• **简短题目**: 请续写下方关于 sizeof 运算符求值时机的讨论帖，从帖中最后一句之后接着写下去。

• **文本摘录**:
问题
I am confused about the evaluation time of sizeof operator.
When does the sizeof operator get evaluated?
Does its evaluation time (compile-time or runtime) depend on the language (C? C++?)?
Can we use sizeof in case of objects created at runtime in C++?
回答1:
In almost all cases, sizeof is evaluated based on static type information (at compile-time, basically).
One exception (the only one, I think) is in the case of C99's variable-length arrays (VLAs).
回答2:
Almost always compile time. But the following examples might be of interest to you:
char c[100];
sizeof(c); // 100
char* d = malloc(100);
sizeof(d); //probably 4 or 8. tells you the size of the pointer!
BaseClass* b = new DerivedClass();
sizeof(b); //probably 4 or 8 as above.

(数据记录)
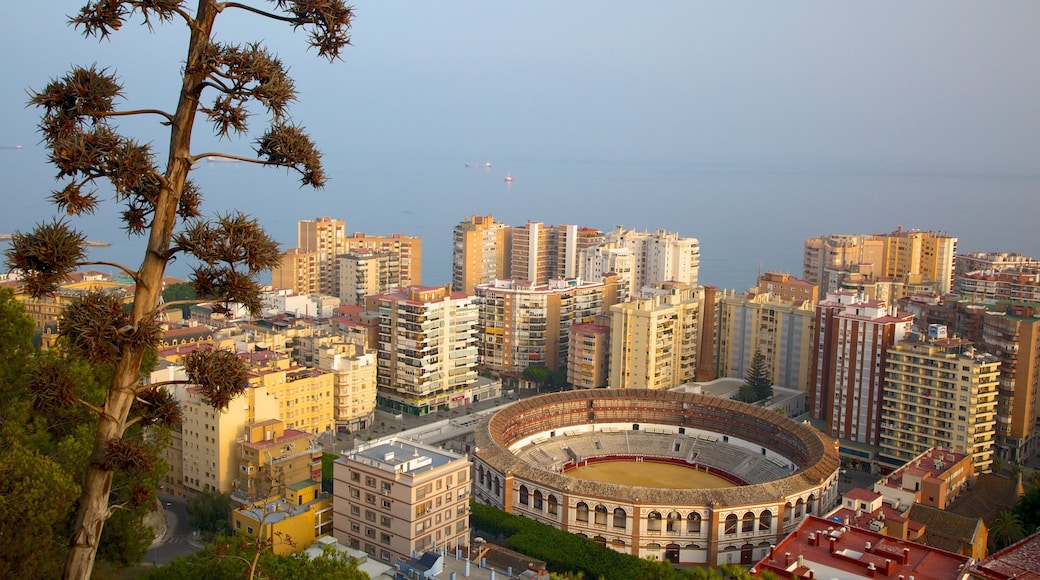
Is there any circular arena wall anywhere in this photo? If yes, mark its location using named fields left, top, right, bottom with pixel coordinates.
left=473, top=390, right=839, bottom=565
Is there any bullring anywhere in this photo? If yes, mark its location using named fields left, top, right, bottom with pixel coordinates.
left=473, top=390, right=839, bottom=565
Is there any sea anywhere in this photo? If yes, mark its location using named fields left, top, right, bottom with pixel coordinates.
left=0, top=148, right=1040, bottom=290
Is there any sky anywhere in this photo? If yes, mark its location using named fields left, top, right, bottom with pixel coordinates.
left=0, top=0, right=1040, bottom=288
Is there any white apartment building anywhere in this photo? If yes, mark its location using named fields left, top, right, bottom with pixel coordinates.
left=333, top=438, right=472, bottom=563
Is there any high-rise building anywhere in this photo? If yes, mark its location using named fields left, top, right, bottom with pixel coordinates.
left=510, top=221, right=600, bottom=284
left=365, top=286, right=477, bottom=415
left=578, top=226, right=701, bottom=299
left=803, top=228, right=957, bottom=299
left=271, top=217, right=422, bottom=296
left=608, top=283, right=703, bottom=389
left=980, top=302, right=1040, bottom=464
left=333, top=438, right=472, bottom=563
left=901, top=296, right=1040, bottom=463
left=567, top=315, right=610, bottom=389
left=879, top=324, right=1000, bottom=473
left=339, top=247, right=400, bottom=305
left=954, top=252, right=1040, bottom=286
left=717, top=282, right=816, bottom=391
left=808, top=291, right=913, bottom=445
left=476, top=276, right=618, bottom=375
left=451, top=215, right=513, bottom=294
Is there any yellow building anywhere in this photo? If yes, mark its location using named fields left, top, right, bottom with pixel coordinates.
left=476, top=275, right=618, bottom=376
left=716, top=283, right=815, bottom=391
left=271, top=217, right=422, bottom=296
left=333, top=438, right=472, bottom=563
left=608, top=283, right=704, bottom=389
left=451, top=215, right=513, bottom=294
left=803, top=228, right=957, bottom=300
left=240, top=351, right=336, bottom=433
left=232, top=419, right=321, bottom=503
left=880, top=324, right=1000, bottom=473
left=231, top=480, right=333, bottom=556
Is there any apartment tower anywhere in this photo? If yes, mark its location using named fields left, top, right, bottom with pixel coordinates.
left=879, top=324, right=1000, bottom=473
left=609, top=283, right=703, bottom=389
left=451, top=215, right=513, bottom=294
left=476, top=276, right=618, bottom=376
left=808, top=291, right=913, bottom=445
left=333, top=438, right=472, bottom=563
left=366, top=286, right=477, bottom=415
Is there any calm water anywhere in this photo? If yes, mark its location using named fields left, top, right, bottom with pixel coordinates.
left=0, top=148, right=1040, bottom=290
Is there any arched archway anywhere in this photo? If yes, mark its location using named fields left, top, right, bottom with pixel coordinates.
left=574, top=501, right=589, bottom=524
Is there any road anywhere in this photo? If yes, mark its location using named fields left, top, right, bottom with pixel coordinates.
left=145, top=493, right=199, bottom=565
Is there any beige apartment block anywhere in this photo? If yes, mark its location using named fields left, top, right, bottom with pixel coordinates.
left=339, top=247, right=400, bottom=305
left=240, top=351, right=336, bottom=433
left=803, top=228, right=957, bottom=300
left=231, top=419, right=321, bottom=504
left=582, top=226, right=701, bottom=299
left=567, top=315, right=610, bottom=389
left=476, top=275, right=618, bottom=376
left=174, top=387, right=278, bottom=493
left=716, top=279, right=816, bottom=391
left=879, top=324, right=1000, bottom=473
left=451, top=215, right=513, bottom=294
left=510, top=221, right=601, bottom=284
left=809, top=292, right=913, bottom=445
left=271, top=217, right=422, bottom=296
left=317, top=344, right=378, bottom=431
left=608, top=283, right=704, bottom=389
left=333, top=438, right=472, bottom=563
left=366, top=286, right=477, bottom=415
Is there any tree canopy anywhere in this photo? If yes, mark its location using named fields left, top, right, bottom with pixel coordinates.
left=5, top=0, right=354, bottom=578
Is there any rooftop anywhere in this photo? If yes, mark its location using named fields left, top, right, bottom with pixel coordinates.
left=752, top=516, right=971, bottom=580
left=971, top=533, right=1040, bottom=580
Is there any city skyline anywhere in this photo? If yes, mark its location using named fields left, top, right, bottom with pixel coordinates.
left=0, top=0, right=1040, bottom=289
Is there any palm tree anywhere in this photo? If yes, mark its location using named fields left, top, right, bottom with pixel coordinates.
left=989, top=509, right=1025, bottom=554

• **本题答案**:
void foo(char[100] x) {
sizeof(x); //probably 4 or 8. I hate this. Don't use this style for this reason.
}
struct Foo {
char a[100];
char b[200];
};
sizeof(struct Foo); //probably 300. Technically architecture dependent but it will be
//the # of bytes the compiler needs to make a Foo.
struct Foo foo;
sizeof(foo); //same as sizeof(struct Foo)
struct Foo* fooP;
sizeof(fooP); //probably 4 or 8
class ForwardDeclaredClass;
ForwardDeclaredClass* p;
sizeof(p); //4 or 8
ForwardDeclaredClass fdc; //compile time error. Compiler
//doesn't know how many bytes to allocate
sizeof(ForwardDeclaredClass); //compile time error, same reason
回答3:
Compile time , because it's calculate size at compile time."Compile time" is when you build your code - when the compiler converts your source code into IL.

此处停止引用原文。